(Items listed in a dataset)

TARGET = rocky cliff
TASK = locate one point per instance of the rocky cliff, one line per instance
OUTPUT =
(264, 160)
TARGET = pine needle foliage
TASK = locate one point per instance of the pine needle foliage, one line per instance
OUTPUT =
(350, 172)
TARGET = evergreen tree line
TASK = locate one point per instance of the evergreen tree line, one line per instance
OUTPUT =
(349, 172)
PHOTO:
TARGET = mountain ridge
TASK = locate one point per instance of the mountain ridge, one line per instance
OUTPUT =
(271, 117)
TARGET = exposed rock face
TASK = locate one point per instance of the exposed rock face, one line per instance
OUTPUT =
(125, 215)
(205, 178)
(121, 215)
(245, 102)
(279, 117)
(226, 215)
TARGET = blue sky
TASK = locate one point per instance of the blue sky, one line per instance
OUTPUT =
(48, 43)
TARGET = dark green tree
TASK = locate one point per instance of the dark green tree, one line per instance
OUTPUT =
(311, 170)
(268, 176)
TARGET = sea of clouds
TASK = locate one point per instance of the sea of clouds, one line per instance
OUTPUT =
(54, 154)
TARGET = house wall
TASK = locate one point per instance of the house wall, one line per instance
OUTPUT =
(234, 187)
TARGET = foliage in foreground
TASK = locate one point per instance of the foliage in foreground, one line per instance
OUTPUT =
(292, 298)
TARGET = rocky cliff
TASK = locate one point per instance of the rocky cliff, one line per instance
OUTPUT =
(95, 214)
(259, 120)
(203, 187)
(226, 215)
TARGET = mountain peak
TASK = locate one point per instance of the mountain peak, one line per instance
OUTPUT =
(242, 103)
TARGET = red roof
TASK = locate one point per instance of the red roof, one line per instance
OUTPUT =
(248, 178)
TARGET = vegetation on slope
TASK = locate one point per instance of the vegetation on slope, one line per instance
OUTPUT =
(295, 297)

-- What you will do --
In the entries, find every line holding "mountain" and copy it.

-- Answer for this exercise --
TARGET = mountain ridge
TASK = locate one point per instance of the mountain ridge, one line per instance
TARGET = mountain peak
TASK = locate one point per instance of the mountain peak, one line per instance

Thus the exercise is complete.